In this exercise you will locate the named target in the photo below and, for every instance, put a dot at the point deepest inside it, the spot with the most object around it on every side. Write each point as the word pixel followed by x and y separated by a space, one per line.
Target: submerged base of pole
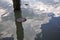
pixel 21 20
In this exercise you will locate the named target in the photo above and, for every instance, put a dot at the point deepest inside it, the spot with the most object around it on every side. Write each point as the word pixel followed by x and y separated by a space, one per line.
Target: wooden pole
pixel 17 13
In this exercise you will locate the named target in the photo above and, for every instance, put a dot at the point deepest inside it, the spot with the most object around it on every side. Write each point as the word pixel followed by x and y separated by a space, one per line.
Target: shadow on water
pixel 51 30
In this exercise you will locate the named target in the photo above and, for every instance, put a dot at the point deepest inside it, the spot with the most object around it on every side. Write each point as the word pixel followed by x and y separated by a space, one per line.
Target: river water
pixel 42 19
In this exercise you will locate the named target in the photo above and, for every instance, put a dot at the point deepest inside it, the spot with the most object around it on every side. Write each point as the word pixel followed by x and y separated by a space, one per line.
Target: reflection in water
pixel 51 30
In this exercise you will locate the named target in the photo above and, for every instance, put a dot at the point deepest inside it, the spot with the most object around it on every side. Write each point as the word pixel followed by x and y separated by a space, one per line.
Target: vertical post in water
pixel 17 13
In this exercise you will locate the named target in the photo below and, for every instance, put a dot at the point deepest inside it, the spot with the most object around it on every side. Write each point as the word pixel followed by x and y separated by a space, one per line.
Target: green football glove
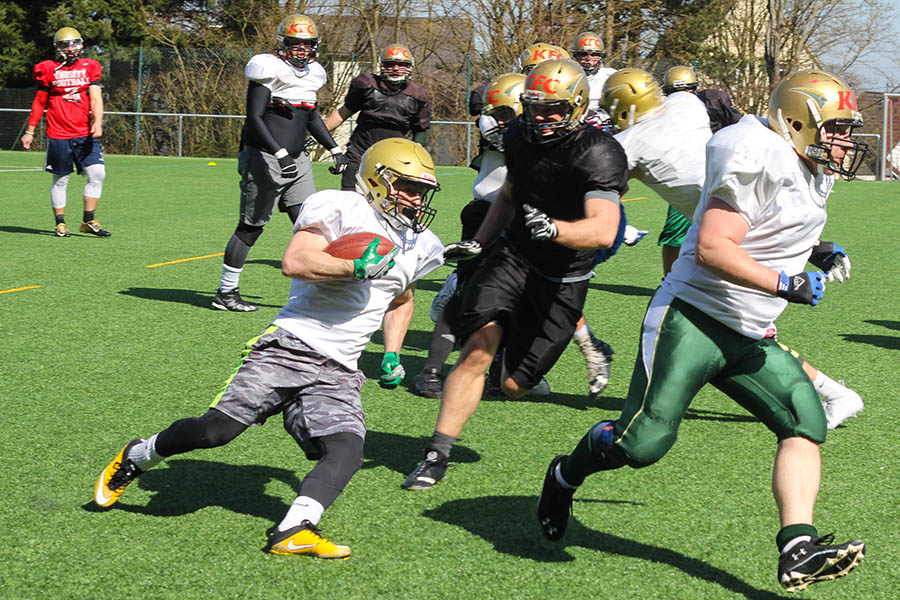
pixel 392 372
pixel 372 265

◆ ◆ ◆ ◆ ◆ ◆ ◆

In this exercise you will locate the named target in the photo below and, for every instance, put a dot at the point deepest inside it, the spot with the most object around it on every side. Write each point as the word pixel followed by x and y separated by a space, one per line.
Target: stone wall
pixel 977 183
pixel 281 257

◆ ◆ ◆ ◆ ◆ ◆ ◆

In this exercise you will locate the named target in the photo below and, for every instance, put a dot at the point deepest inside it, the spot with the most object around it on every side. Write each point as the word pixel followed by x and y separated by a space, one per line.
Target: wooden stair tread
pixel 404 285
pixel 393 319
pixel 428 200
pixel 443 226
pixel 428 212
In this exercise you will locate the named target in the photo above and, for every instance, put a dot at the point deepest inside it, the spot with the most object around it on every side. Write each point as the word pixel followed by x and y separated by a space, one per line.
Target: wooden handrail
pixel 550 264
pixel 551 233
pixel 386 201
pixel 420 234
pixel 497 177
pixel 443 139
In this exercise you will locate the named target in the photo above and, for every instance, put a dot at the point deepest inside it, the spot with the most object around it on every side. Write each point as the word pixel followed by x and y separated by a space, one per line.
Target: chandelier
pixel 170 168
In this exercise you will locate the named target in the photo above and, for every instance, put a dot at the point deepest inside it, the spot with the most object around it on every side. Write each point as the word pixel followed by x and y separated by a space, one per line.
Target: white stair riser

◆ ◆ ◆ ◆ ◆ ◆ ◆

Exercise description >>
Locate every line in the material above that contains the string "wooden", and copy each such line in full. Matching is case-sensitive.

Correct response >>
Target: wooden pole
Target: wooden stair tread
Target: wooden handrail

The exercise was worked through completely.